++++ MATERIAL SHOWN

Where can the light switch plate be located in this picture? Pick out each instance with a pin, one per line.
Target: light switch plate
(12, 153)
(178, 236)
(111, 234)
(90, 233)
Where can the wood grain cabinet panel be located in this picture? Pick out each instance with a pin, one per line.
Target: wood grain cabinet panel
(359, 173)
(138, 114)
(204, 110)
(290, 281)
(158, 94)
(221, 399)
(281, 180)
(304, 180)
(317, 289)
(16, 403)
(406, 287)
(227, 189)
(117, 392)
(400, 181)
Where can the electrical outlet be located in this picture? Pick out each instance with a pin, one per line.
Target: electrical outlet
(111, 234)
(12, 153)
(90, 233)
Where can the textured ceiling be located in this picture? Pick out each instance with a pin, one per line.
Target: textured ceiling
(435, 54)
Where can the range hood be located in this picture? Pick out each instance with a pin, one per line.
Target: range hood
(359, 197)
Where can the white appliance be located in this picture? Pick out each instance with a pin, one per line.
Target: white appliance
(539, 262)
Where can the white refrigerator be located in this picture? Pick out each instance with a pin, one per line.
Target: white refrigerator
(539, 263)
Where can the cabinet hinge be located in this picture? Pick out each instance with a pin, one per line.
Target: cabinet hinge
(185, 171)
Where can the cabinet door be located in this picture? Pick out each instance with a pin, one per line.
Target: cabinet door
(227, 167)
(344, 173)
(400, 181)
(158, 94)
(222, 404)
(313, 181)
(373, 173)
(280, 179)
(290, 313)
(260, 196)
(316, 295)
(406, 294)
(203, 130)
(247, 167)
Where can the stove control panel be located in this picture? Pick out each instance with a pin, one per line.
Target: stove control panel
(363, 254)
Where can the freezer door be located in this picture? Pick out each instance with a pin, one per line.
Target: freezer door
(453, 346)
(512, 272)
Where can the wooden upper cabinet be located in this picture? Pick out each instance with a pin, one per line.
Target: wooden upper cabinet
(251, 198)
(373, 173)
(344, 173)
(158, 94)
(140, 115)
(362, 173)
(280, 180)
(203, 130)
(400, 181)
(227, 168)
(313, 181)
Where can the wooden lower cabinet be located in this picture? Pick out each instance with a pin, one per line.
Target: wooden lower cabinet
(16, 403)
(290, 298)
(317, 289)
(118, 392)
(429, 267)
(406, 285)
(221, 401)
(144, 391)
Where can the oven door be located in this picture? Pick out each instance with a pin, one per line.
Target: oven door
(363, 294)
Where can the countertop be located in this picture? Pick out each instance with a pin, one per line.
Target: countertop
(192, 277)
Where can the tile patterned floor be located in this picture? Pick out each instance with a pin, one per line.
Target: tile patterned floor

++++++++

* [WHAT IS EXPECTED]:
Please copy word for word the part of the data above that opens with the line containing "Where can the oven" and runs through the end of the data.

* [THE REPLY]:
Where can the oven door be located in this picture? Pick out each instance with a pin, one per line.
Target: oven door
(363, 294)
Where can the countertop be located in this picture? Pick out each instance with a pin, one per line.
Target: countertop
(192, 277)
Where can the tile patterned floor be located in this picture? Pick out each instance with a pin, one per line.
Target: tile patterned floor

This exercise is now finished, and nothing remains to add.